◆ **List of tasks**:
1. Decide whether each statement below agrees with the Coominya Soldier Settlement passage. Answer yes or no for each, and quote the deciding words from the passage.
(a) The blocks were opened for settlement on 1 June 1920.
(b) A total of 109 houses were built on the settlement.
(c) The Bush Nurses' cottage still exists beside the railway station.
2. Extend the Coominya Soldier Settlement passage, starting after its last sentence.

= Coominya Soldier Settlement =

Coominya Soldier Settlement was a soldier settlement in Coominya in the present-day Somerset Region local government area of South East Queensland, Australia. 100 soldiers settled in the settlement, each on approximately 30 acre blocks.

Approximately 3,000 acres of land was purchased from Messrs Robert, Samuel and William Watson on both sides of the Brisbane Valley railway line (Portions 94 to 141, Parish of Buaraba, and Portions 126 to 151 and 107 to 125, Parish of Wivenhoe). Part of the cattle station Bellevue (Portion 152 to 166, Parish of Wivenhoe) was also purchased and the total surveyed into 109 blocks of between 22 and 37 acre and opened for settlement on 1 June 1920.

Based on existing successful farms in the district, soldier settlers were encouraged to grow grapes and citrus trees. Each soldier was granted favourable terms to purchase land and equipment up to the value of £625 ($1,250). This covered the purchase of the land, a four roomed house, a horse and cart, a 6” hand plough, a hand scuffler, a single section harrow and citrus trees and grape cuttings.

A total of 83 houses were built, plus a project office, supervisor's residence, bulk stores and stables and a Bush Nurses cottage and dispensary. (The Bush Nurses’ cottage still exists next to the railway station.) The first overseer was Mr A E Murray followed by Mr Dean. The supervisor's residence still exists next to the campdraft grounds. At the close of the scheme three of the settlement houses were later moved to the Coominya township opposite the school and timber from settlement houses formed the basis of the original part of the public hall. Many of the other settlement houses were moved to Redcliffe by the Mayor of Redcliffe, Mr Wylie.

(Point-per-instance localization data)
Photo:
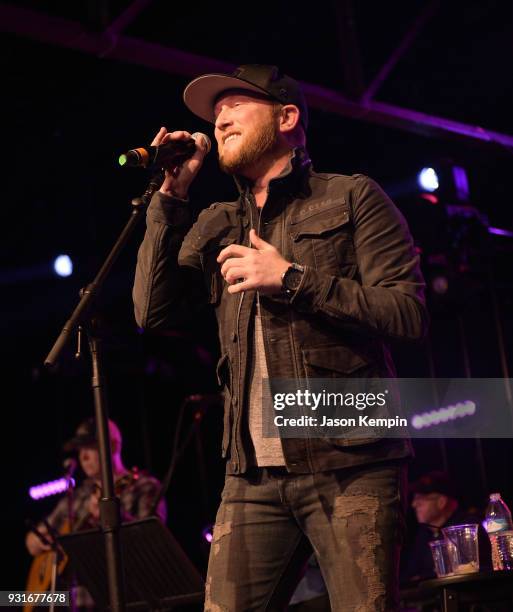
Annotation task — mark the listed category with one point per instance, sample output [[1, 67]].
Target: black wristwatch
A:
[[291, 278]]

* * *

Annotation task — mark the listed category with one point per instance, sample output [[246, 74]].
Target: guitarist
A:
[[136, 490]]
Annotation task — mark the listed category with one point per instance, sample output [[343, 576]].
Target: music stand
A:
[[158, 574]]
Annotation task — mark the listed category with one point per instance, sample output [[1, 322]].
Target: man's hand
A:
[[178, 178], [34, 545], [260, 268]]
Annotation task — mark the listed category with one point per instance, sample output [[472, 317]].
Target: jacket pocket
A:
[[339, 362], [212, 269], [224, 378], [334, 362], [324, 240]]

◆ **Responses**:
1.
(a) Yes: "opened for settlement on 1 June 1920"
(b) No: "A total of 83 houses were built"
(c) Yes: "The Bush Nurses’ cottage still exists next to the railway station."

2.
Although only started in 1920, the Coominya project ceased in 1924, when there were only two soldier settlers still on the land, Mr C Wills and Mr P Smith. Settlers were offered land in other settlement schemes such as Kingaroy, Ridgelands, Roma, Nanango, Cecil Plains, the Callide and Burnett valleys and the Atherton Tableland. The Coominya Soldier Settlement Scheme cost approximately £90,000, of which only approximately £10,000 was recovered. The State legislation was rescinded in 1929.

The causes of failure were ascribed to firstly the poor sandy soil selected for the farms, leading to a lack of response to fertilizers in many cases, lack of water, the inexperience of the settlers in farming methods, the delay in planting trees and vines due to the need to clear and fence the land first, the grapevine disease ‘Downy Mildew’ and poor prices for produce due to the start of the depression in the 1920s.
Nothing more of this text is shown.